▸ **Short problem**
Format every line of the records below as a Markdown table with two columns, Row and Line, numbering each row in order and leaving out blank lines.

Point-based annotation data

::::::::::

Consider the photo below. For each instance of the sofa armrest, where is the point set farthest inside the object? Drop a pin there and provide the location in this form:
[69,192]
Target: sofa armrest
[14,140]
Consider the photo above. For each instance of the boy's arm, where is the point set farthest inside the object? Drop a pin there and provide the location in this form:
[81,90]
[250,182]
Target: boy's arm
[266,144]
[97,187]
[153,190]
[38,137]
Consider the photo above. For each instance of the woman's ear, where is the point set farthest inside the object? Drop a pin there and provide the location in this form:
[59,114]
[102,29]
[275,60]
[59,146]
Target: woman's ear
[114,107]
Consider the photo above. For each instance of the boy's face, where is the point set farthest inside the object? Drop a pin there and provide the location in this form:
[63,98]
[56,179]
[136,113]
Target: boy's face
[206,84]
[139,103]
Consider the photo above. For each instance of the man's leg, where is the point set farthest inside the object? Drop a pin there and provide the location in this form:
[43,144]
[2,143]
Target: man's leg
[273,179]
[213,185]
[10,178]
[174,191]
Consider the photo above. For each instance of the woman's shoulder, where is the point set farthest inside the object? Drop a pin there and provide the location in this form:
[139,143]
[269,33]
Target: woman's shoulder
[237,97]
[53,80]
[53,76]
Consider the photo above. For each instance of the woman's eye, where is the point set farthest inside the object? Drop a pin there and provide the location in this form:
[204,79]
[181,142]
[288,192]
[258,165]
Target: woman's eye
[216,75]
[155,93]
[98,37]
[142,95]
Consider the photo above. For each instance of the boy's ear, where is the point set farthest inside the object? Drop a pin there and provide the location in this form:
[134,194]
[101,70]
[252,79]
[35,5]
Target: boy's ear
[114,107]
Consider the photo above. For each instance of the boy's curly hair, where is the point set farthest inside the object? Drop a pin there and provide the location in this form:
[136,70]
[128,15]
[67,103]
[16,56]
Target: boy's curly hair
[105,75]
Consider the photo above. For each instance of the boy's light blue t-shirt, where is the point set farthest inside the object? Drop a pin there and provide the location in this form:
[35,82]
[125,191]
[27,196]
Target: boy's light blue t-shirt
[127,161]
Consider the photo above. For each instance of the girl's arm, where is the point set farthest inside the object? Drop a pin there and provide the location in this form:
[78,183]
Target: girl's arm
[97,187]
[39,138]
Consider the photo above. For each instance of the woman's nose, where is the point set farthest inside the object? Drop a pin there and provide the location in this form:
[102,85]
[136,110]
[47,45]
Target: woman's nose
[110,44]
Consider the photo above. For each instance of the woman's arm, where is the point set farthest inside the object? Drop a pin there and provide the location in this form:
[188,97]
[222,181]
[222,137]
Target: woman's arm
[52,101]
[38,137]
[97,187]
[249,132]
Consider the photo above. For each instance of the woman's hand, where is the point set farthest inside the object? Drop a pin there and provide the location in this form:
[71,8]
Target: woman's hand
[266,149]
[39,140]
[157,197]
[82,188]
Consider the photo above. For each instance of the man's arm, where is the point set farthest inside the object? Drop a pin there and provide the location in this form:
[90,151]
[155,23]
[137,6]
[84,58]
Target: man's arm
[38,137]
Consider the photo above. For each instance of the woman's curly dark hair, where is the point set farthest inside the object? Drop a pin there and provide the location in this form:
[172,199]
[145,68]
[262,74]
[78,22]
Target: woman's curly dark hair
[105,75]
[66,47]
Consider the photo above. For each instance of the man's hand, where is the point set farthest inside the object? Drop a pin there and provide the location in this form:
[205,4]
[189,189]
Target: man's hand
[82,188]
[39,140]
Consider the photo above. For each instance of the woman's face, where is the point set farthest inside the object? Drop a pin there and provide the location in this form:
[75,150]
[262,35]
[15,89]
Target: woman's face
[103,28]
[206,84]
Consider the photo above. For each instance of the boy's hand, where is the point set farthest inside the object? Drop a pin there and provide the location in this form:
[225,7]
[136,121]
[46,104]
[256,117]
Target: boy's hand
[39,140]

::::::::::

▸ **Expected answer**
| Row | Line |
|---|---|
| 1 | Consider the photo below. For each instance of the sofa armrest, where is the point set farthest inside the object? Drop a pin there and provide the location in this form: |
| 2 | [69,192] |
| 3 | Target: sofa armrest |
| 4 | [14,140] |
| 5 | Consider the photo above. For each instance of the boy's arm, where is the point set farthest inside the object? Drop a pin there and provide the location in this form: |
| 6 | [81,90] |
| 7 | [250,182] |
| 8 | Target: boy's arm |
| 9 | [266,144] |
| 10 | [97,187] |
| 11 | [153,190] |
| 12 | [38,137] |
| 13 | Consider the photo above. For each instance of the woman's ear, where is the point set farthest inside the object? Drop a pin there and provide the location in this form: |
| 14 | [59,114] |
| 15 | [102,29] |
| 16 | [275,60] |
| 17 | [59,146] |
| 18 | Target: woman's ear |
| 19 | [114,107] |
| 20 | Consider the photo above. For each instance of the boy's face, where is the point set farthest inside the object? Drop a pin there and provide the location in this form: |
| 21 | [63,98] |
| 22 | [56,179] |
| 23 | [136,113] |
| 24 | Target: boy's face |
| 25 | [206,84] |
| 26 | [139,103] |
| 27 | Consider the photo above. For each instance of the man's leg, where is the point set farthest inside the object? Drop a pin there and provide the location in this form: |
| 28 | [43,144] |
| 29 | [2,143] |
| 30 | Target: man's leg |
| 31 | [273,179] |
| 32 | [213,185] |
| 33 | [10,178] |
| 34 | [174,191] |
| 35 | Consider the photo above. For each instance of the woman's shoulder, where is the point set farthest inside the object? Drop a pin there and provide the location in this form: |
| 36 | [139,143] |
| 37 | [269,33] |
| 38 | Target: woman's shoulder |
| 39 | [237,97] |
| 40 | [53,80] |
| 41 | [53,76] |
| 42 | Consider the photo above. For each instance of the woman's eye, where is the point set farthest inside the object? Drop a pin there and provide the location in this form: |
| 43 | [204,79] |
| 44 | [181,142] |
| 45 | [288,192] |
| 46 | [258,165] |
| 47 | Target: woman's eye |
| 48 | [216,75] |
| 49 | [155,93] |
| 50 | [98,37] |
| 51 | [142,95] |
| 52 | Consider the photo above. For each instance of the boy's ear, where is the point set farthest inside the object? Drop a pin there and provide the location in this form: |
| 53 | [134,194] |
| 54 | [101,70] |
| 55 | [252,79] |
| 56 | [35,5] |
| 57 | Target: boy's ear |
| 58 | [114,107] |
| 59 | Consider the photo above. For each instance of the boy's curly hair, where is the point set farthest inside the object? Drop a pin there and provide the location in this form: |
| 60 | [136,70] |
| 61 | [128,15] |
| 62 | [67,103] |
| 63 | [16,56] |
| 64 | Target: boy's curly hair |
| 65 | [105,75] |
| 66 | Consider the photo above. For each instance of the boy's light blue t-shirt, where is the point set farthest inside the object? Drop a pin there and provide the location in this form: |
| 67 | [35,82] |
| 68 | [125,191] |
| 69 | [27,196] |
| 70 | Target: boy's light blue t-shirt |
| 71 | [127,161] |
| 72 | Consider the photo above. For each instance of the girl's arm, where is the point set farthest inside the object? Drop a pin there and provide the location in this form: |
| 73 | [78,183] |
| 74 | Target: girl's arm |
| 75 | [97,187] |
| 76 | [39,138] |
| 77 | Consider the photo above. For each instance of the woman's nose, where is the point set farthest inside the object? Drop a pin there and provide the location in this form: |
| 78 | [102,85] |
| 79 | [136,110] |
| 80 | [47,45] |
| 81 | Target: woman's nose |
| 82 | [110,44] |
| 83 | Consider the photo above. For each instance of the woman's arm, where is the point set farthest inside the object? Drop a pin there and provide the location in this form: |
| 84 | [188,97] |
| 85 | [222,181] |
| 86 | [222,137] |
| 87 | Target: woman's arm |
| 88 | [52,101] |
| 89 | [38,137] |
| 90 | [97,187] |
| 91 | [249,132] |
| 92 | Consider the photo above. For each instance of the woman's hand, where is the point set farthest inside the object? Drop a pin there and provide the location in this form: |
| 93 | [71,8] |
| 94 | Target: woman's hand |
| 95 | [266,149] |
| 96 | [39,140] |
| 97 | [157,197] |
| 98 | [82,188] |
| 99 | Consider the photo above. For each instance of the man's arm, where is the point set farthest inside the object? Drop a pin there and provide the location in this form: |
| 100 | [90,151] |
| 101 | [155,23] |
| 102 | [137,6] |
| 103 | [84,58] |
| 104 | Target: man's arm |
| 105 | [38,137] |
| 106 | Consider the photo above. For each instance of the woman's curly dark hair, where is the point set farthest inside the object? Drop a pin there and provide the location in this form: |
| 107 | [172,199] |
| 108 | [145,68] |
| 109 | [262,74] |
| 110 | [78,22] |
| 111 | Target: woman's curly dark hair |
| 112 | [105,75] |
| 113 | [66,47] |
| 114 | Consider the photo above. For each instance of the man's hand, where is the point set farthest inside the object? Drop a pin there and provide the location in this form: |
| 115 | [205,4] |
| 116 | [189,189] |
| 117 | Target: man's hand |
| 118 | [82,188] |
| 119 | [39,140] |
| 120 | Consider the photo above. For each instance of the woman's face, where is the point set farthest inside the object? Drop a pin there and provide the location in this form: |
| 121 | [75,150] |
| 122 | [262,35] |
| 123 | [15,89] |
| 124 | Target: woman's face |
| 125 | [103,28] |
| 126 | [206,84] |
| 127 | Consider the photo above. For each instance of the boy's hand, where is the point set farthest inside the object? Drop a pin there and provide the location in this form: |
| 128 | [225,7] |
| 129 | [136,121] |
| 130 | [46,104] |
| 131 | [256,117] |
| 132 | Target: boy's hand |
| 133 | [39,140] |